Passage shown:
- - - - - - -

# Getting Your Kayak on High 4X4 Roof Racks



## Orcinus (Oct 19, 2009)

Hi All,

I've had a 2x4 hilux for years and have had no problems getting my Viking Profish and other kayaks on the racks. . . until now.

I've recently upgraded to a new hilux 4x4 and whilst I can get the Profish up top, it's a bit of a struggle to do by myself. I tend to head out for solo missions so this could be an issue. Photo of the beast with my sea kayak and the Profish tucked in behind it below.

There have been posts regarding just this issue many moons ago but I can't seem to find them. Any pointers would be greatly appreciated.

Thanks


----------



## rodrocket (Apr 24, 2012)

Hi,
I've had an issue loading my PA 13 which weighs about 50 kg's onto my Mitsu Outlander :twisted: 
Have buggered my shoulder even though I fitted Thule "Slide" bars thinking a side load system would be best.... Wrong for me :? 
The problem for me has always been having to reach and stretch out, bending backwards to load and unload.
Have now bought and a Rhino "T Loader" which is working a treat (touch wood)  
No problems so far 8) 
They cost about $330, but I got mine on ebay for $150 still in box.
Check them out, they might do the job.
Cheers,
Rocket


----------



## kayakone (Dec 7, 2010)

rodrocket said:


> Hi,
> I've had an issue loading my PA 13 which weighs about 50 kg's onto my Mitsu Outlander :twisted:
> Have buggered my shoulder even though I fitted Thule "Slide" bars thinking a side load system would be best.... Wrong for me :?
> The problem for me has always been having to reach and stretch out, bending backwards to load and unload.
> ...


I bought a Rhino "T Loader" too, but there is a problem with them. Not with the system, nor the load rating, but with the fact that it _must_ come off the rear.

Where I often fish, the rear of the high Hilux (always wondered why they called them that) is into a one way busy car park, and to unload/load with the T Loader, means blocking the car park for a couple of minutes. Not a biggie,especially early am, but loading later in the day I feel under pressure blocking several cars trying to leave the car park. Side loading/unloading is better here, but with 40 kg empty for an Adventure hull, it is outside of the Thule Hullevator load limits.

- - - - - - -

Raw records:

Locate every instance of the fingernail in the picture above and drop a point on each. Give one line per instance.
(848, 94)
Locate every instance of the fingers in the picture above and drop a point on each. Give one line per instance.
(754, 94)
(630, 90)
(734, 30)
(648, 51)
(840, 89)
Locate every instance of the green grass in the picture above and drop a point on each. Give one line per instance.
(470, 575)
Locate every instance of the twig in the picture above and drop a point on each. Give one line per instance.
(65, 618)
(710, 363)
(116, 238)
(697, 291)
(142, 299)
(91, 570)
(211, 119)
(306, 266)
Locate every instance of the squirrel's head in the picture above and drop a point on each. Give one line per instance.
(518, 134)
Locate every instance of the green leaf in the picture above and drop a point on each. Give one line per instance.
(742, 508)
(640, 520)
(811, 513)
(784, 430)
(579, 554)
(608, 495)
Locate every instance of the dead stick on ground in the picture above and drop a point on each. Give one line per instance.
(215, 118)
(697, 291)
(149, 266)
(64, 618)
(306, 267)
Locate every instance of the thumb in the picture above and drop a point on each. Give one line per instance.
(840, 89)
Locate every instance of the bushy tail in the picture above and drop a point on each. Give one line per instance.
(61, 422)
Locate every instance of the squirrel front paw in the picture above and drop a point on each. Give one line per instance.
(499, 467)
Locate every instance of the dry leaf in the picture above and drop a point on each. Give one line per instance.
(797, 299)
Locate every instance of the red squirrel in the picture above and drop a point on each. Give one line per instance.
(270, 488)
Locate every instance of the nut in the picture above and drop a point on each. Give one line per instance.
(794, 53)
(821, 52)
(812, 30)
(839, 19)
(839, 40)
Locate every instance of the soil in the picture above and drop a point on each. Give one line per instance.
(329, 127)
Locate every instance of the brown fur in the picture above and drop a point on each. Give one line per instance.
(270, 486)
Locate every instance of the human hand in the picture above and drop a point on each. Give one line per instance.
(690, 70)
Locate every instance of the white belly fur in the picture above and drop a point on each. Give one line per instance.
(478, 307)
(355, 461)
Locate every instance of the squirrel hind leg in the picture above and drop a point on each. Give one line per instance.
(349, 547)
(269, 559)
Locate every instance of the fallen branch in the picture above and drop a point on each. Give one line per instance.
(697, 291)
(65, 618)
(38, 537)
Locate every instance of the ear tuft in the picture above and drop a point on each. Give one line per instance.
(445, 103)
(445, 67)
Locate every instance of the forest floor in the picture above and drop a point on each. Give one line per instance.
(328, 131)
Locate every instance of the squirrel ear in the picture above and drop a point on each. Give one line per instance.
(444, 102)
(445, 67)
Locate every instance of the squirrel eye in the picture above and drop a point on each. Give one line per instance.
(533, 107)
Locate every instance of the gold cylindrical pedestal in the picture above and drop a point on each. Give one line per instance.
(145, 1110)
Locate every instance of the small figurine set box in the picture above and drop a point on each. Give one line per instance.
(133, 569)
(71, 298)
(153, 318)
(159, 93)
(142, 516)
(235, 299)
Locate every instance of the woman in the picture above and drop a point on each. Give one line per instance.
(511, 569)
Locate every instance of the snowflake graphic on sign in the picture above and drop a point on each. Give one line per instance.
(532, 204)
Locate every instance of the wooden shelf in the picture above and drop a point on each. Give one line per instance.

- - - - - - -

Stated goal:
Return the entire kayak-loading thread shown above, reproduced verbatim from its title through its final line.

The completed task:
# Getting Your Kayak on High 4X4 Roof Racks



## Orcinus (Oct 19, 2009)

Hi All,

I've had a 2x4 hilux for years and have had no problems getting my Viking Profish and other kayaks on the racks. . . until now.

I've recently upgraded to a new hilux 4x4 and whilst I can get the Profish up top, it's a bit of a struggle to do by myself. I tend to head out for solo missions so this could be an issue. Photo of the beast with my sea kayak and the Profish tucked in behind it below.

There have been posts regarding just this issue many moons ago but I can't seem to find them. Any pointers would be greatly appreciated.

Thanks


----------



## rodrocket (Apr 24, 2012)

Hi,
I've had an issue loading my PA 13 which weighs about 50 kg's onto my Mitsu Outlander :twisted: 
Have buggered my shoulder even though I fitted Thule "Slide" bars thinking a side load system would be best.... Wrong for me :? 
The problem for me has always been having to reach and stretch out, bending backwards to load and unload.
Have now bought and a Rhino "T Loader" which is working a treat (touch wood)  
No problems so far 8) 
They cost about $330, but I got mine on ebay for $150 still in box.
Check them out, they might do the job.
Cheers,
Rocket


----------



## kayakone (Dec 7, 2010)

rodrocket said:


> Hi,
> I've had an issue loading my PA 13 which weighs about 50 kg's onto my Mitsu Outlander :twisted:
> Have buggered my shoulder even though I fitted Thule "Slide" bars thinking a side load system would be best.... Wrong for me :?
> The problem for me has always been having to reach and stretch out, bending backwards to load and unload.
> ...


I bought a Rhino "T Loader" too, but there is a problem with them. Not with the system, nor the load rating, but with the fact that it _must_ come off the rear.

Where I often fish, the rear of the high Hilux (always wondered why they called them that) is into a one way busy car park, and to unload/load with the T Loader, means blocking the car park for a couple of minutes. Not a biggie,especially early am, but loading later in the day I feel under pressure blocking several cars trying to leave the car park. Side loading/unloading is better here, but with 40 kg empty for an Adventure hull, it is outside of the Thule Hullevator load limits.